[Stated goal]: Repeat every record below exactly, leaving out the pictures.

[A block of data]:
..............................
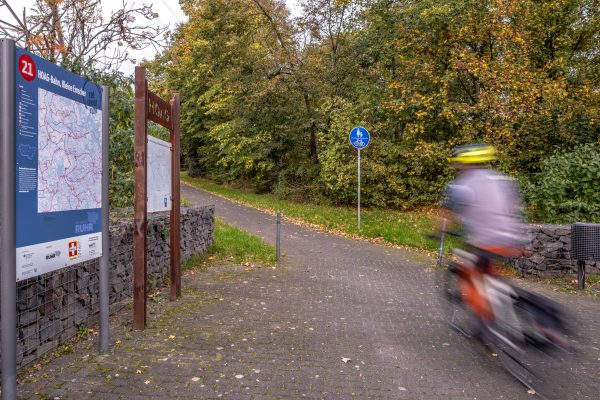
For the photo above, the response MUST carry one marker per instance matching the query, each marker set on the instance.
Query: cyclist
(487, 206)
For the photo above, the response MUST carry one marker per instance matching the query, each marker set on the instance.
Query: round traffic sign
(359, 137)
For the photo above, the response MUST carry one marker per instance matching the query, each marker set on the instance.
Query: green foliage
(121, 141)
(566, 189)
(232, 244)
(269, 101)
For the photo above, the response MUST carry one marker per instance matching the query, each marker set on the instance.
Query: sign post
(165, 188)
(359, 139)
(54, 190)
(8, 274)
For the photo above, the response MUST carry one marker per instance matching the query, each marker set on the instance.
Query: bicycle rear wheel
(457, 314)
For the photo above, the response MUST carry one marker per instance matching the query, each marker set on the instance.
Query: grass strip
(385, 226)
(232, 244)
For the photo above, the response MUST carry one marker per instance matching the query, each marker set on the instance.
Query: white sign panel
(159, 175)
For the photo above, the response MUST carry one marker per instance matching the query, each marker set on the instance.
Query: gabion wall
(52, 308)
(549, 253)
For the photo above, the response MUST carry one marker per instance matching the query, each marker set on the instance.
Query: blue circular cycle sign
(359, 137)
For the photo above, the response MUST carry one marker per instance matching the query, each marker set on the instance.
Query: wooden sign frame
(149, 106)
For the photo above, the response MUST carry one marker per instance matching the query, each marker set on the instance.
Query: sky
(168, 11)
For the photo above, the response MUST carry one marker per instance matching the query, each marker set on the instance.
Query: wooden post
(175, 202)
(140, 199)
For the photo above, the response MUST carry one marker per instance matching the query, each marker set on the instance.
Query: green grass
(233, 245)
(391, 226)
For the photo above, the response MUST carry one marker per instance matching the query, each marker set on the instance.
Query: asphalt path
(384, 303)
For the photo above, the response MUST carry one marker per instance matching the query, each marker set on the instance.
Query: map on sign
(58, 161)
(70, 157)
(159, 175)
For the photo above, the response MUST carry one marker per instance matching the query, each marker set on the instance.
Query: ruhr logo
(73, 249)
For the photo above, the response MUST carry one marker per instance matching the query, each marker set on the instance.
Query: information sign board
(159, 175)
(58, 167)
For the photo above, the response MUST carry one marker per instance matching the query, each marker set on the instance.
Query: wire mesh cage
(585, 241)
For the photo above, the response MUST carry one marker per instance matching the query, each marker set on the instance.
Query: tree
(73, 33)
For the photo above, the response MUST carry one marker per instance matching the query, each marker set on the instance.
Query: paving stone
(283, 333)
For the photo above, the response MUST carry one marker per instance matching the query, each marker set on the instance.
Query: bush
(566, 189)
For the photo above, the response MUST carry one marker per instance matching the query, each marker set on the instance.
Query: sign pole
(140, 199)
(105, 260)
(8, 273)
(359, 189)
(359, 139)
(175, 233)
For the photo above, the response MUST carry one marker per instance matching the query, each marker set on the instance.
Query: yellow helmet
(473, 154)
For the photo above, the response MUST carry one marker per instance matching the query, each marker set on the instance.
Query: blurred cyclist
(487, 206)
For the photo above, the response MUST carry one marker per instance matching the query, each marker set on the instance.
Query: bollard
(277, 236)
(580, 274)
(442, 236)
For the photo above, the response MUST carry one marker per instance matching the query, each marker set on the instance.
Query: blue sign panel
(359, 137)
(58, 166)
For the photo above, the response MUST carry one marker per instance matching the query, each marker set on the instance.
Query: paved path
(285, 332)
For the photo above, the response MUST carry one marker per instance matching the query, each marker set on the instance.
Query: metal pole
(359, 189)
(277, 236)
(140, 149)
(8, 273)
(175, 242)
(105, 260)
(581, 274)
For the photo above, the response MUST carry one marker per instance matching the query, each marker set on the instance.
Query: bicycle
(527, 332)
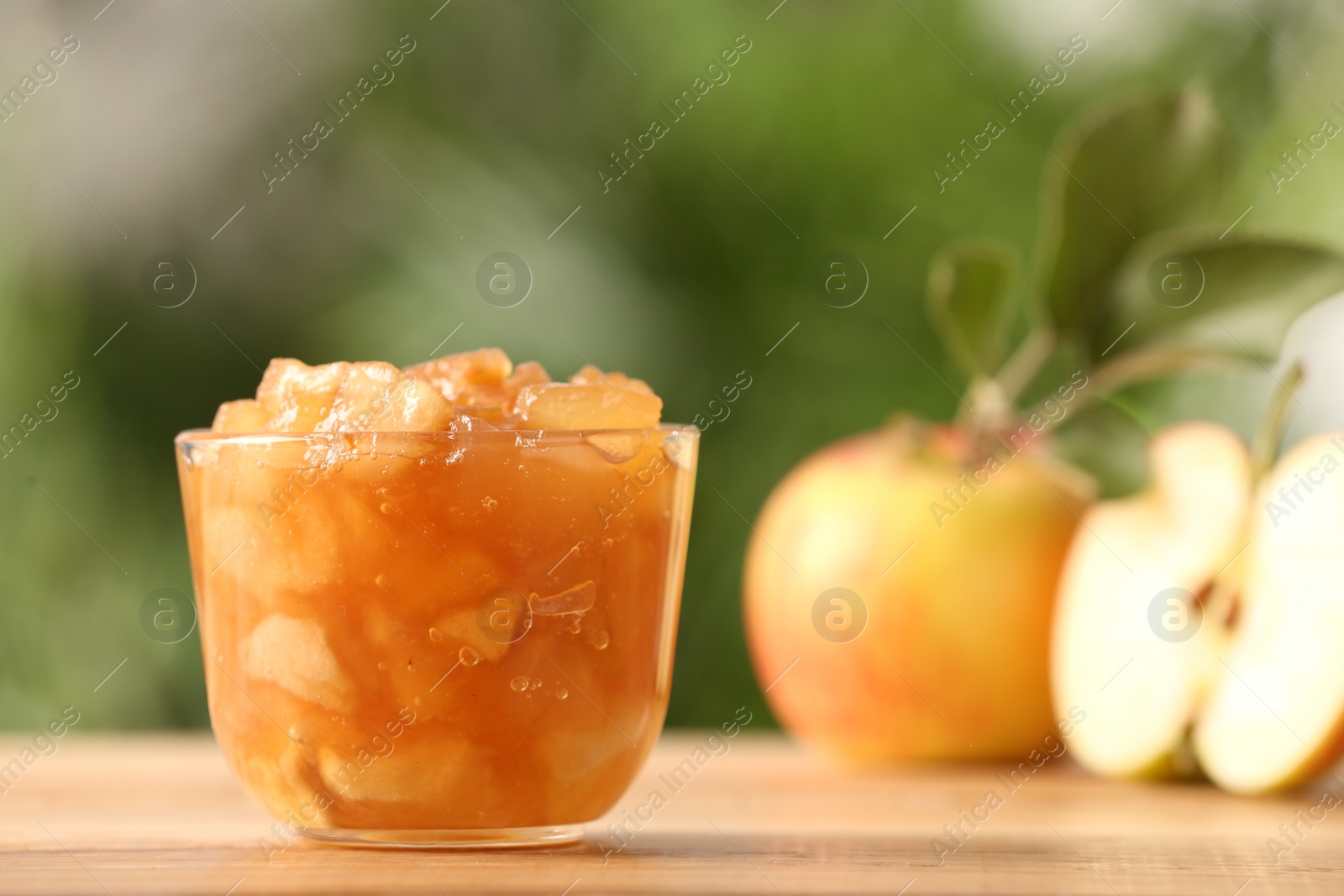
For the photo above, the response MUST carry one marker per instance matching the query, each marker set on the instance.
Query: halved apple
(1189, 614)
(1277, 715)
(1142, 689)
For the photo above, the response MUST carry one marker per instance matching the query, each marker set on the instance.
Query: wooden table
(161, 815)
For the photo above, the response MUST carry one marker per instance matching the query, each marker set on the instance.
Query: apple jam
(440, 600)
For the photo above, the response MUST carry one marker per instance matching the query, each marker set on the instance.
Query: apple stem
(1025, 363)
(1269, 434)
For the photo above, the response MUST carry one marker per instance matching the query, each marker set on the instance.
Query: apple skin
(953, 661)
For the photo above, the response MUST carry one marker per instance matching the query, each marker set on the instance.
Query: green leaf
(1236, 296)
(971, 289)
(1136, 168)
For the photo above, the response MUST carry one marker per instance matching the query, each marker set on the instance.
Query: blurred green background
(685, 271)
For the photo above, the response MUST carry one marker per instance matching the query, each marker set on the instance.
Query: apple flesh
(1253, 681)
(952, 609)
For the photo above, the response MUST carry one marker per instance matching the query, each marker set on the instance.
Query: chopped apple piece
(436, 772)
(296, 396)
(244, 416)
(295, 654)
(378, 398)
(568, 406)
(589, 375)
(461, 378)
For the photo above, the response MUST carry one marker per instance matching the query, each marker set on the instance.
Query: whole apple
(900, 587)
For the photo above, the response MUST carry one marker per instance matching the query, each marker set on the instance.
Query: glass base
(467, 839)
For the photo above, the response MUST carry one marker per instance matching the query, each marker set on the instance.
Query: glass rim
(206, 436)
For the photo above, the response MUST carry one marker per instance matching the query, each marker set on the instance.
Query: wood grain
(161, 815)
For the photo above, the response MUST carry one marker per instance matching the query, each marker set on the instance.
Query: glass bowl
(438, 638)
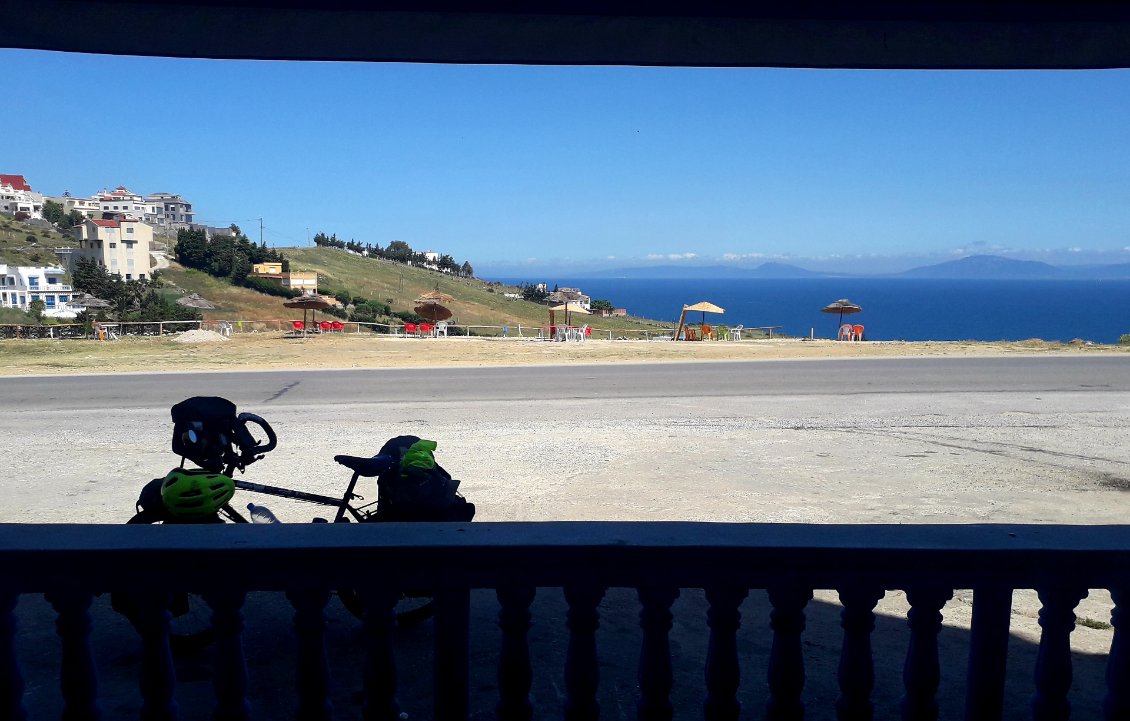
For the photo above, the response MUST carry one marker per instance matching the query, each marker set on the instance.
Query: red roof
(16, 181)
..............................
[Reply to the task]:
For the photo above, the response MUST carry one marker per instance matching the query, each marker set on the instance.
Query: cyclist
(487, 206)
For the photo above, the response MUST carry one marker per instance matching the query, each marker set on the instance.
Query: round traffic sign
(359, 137)
For the photo above, the response MUST carry one marker per instance matching the query, each marker set on the instance.
Query: green foliage
(121, 141)
(566, 189)
(232, 244)
(269, 101)
For the photo above, the response MUST carry one marker per instance matching the query, each marker set on the instance.
Query: sign post
(165, 188)
(359, 139)
(54, 190)
(8, 274)
For the photo above, the response MUST carry one marker per instance matching the query, each marker set on the instance.
Query: bicycle rear wheel
(457, 314)
For the photo above, the response MUST carry one marker per instance matching the query, each marker set on the instance.
Query: grass strip
(385, 226)
(232, 244)
For the photo above, the response MUST carry one marker per instance matching the query, each marker set on the instance.
Query: white sign panel
(159, 175)
For the photo above, the response MUST carry one marker per instance matching the query, each marker set on the instance.
Query: gabion wall
(52, 308)
(549, 253)
For the photo above, the response MUST carry one marker per instance matching the query, each marker set on the instance.
Query: blue circular cycle sign
(359, 137)
For the photo above, the response MUST carry one marker per instance matching the query, each marker set on the instance.
Query: wooden sign frame
(149, 106)
For the photo above, the response MUST carry one marker per instance matching the query, each marker set on the instance.
Query: sky
(168, 11)
For the photo above, the response MUST carry one marker per instance matching the query, each marker set on the instance.
Query: wooden post
(175, 202)
(140, 199)
For the photo above, the response MUST carry one marker per instance matching the query, each marker set on the instance.
Query: green grass
(233, 245)
(391, 226)
For the photo above, the response MUST carry one marker per instance matching the query, each marker set on the instance.
Query: asphalt path
(384, 303)
For the photo above, the response MUST carry one marker per instance matching the query, each marker set on the instance.
Query: map on sign
(58, 161)
(70, 157)
(159, 175)
For the photo above, the response MUST carry one marker per instance matching the query, each marker set on the instance.
Query: ruhr logo
(73, 249)
For the photo above, the response MUST carry one marker per instance matching the query, each marker set on the instance.
Query: information sign board
(159, 175)
(58, 167)
For the photo above, the response MUST carry one marker per instance matching the query, each marker set on the instance.
Query: wire mesh cage
(585, 241)
For the photo above, the response MUST carry one marker per instance matching the query, each marker set on the instance.
Query: tree
(73, 33)
For the photo above, the response MUST carry one marker per instance matching the query, each marker set on the instance.
Query: paving stone
(283, 333)
For the photo above, the response MUST carry one marker per instance matching the query, each marker set on the instance.
Query: bush
(566, 189)
For the photo above, the response MUST carry one marker per instance matching the query, each marker set on the instance.
Query: sign pole
(140, 199)
(105, 260)
(8, 273)
(359, 189)
(359, 139)
(175, 233)
For the photo above, the response MUST carry one marker per instance matching the query, each marker set on the instance.
Query: yellow helmet
(473, 154)
For the photo above, the response MUST carry one marker per instance matching the query, each marker set on the instance.
Query: blurred cyclist
(487, 206)
For the photo above, the response MUST carry one marker per instance matching the query, each marker set on the instance.
Query: bollard
(277, 236)
(580, 274)
(442, 236)
For the photo above, the response MUST carry one marker per instance matching the query, each marker set on the instance.
Query: blue sign panel
(359, 137)
(58, 166)
For the photo above, the response MUST carry one marker per instance matching the query, each marker set on the instance.
Query: paved path
(285, 332)
For the photo above, the response MUST carry one marker per instance matching the query, each marker set on the instance.
Query: metal pole
(359, 189)
(277, 236)
(140, 149)
(8, 273)
(175, 242)
(105, 260)
(581, 274)
For the photo above, the response MUST carry one marker per instance matching the query, each marker set on the instance.
Query: bicycle
(527, 332)
For the photo above, the response MUST carry one marker per instance matching the query, each marker set on the instance.
Query: halved apple
(1189, 614)
(1277, 715)
(1142, 689)
For the photo above, the response MUST carry one marker per instance matching the query, each marker set on the instance.
Query: wooden table
(161, 815)
For the photo above, the response MUST carry one marker per instance matching the query, each marker set on the instance.
Query: apple jam
(440, 600)
For the photo above, the response MUST carry one marker per instance matching the query, each marker set on the instance.
Query: apple stem
(1025, 363)
(1269, 434)
For the photo above, the response MUST carry one marker per instance matching the query, each marker set on the instance.
Query: apple skin
(953, 661)
For the photo above, the response MUST carry one marker per instance matching the query, each marker set on the instance.
Query: green leaf
(1236, 296)
(971, 289)
(1136, 168)
For the photo above, the response MUST carry one marker per instance matching the query, each marker set on the instance.
Query: blurred green background
(685, 271)
For the photo above, the response MUST carry one marker per instance matching the query, each marker set on the instance.
Query: apple flesh
(1253, 681)
(952, 609)
For the photo above, the response MUST carry one marker per instance matching the query, each marker set on the instance.
Query: chopped apple piece
(436, 772)
(296, 396)
(244, 416)
(295, 654)
(378, 398)
(568, 406)
(589, 375)
(461, 378)
For the photo above, the response MUST carry one marker per instance matching the query, each marker set on the instance.
Query: whole apple
(900, 587)
For the photo above, the response MUST carry one marker per instance matching the query, each marker set on the instance.
Query: glass base
(467, 839)
For the photo above, the response MUST carry one marker per instance matching the query, each marker set on the instance.
Query: glass rim
(206, 436)
For the photo above, the response MUST carry one marker per instance matching the query, each marker set on the instance.
Query: wood grain
(161, 815)
For the photo above, the response MUST carry one marker per instance matching the query, each marker set on the instance.
Query: glass bowl
(438, 638)
For the photo above, the response MUST carry one marker per instance matching the query, each marker set on the instance.
Query: red roof
(16, 181)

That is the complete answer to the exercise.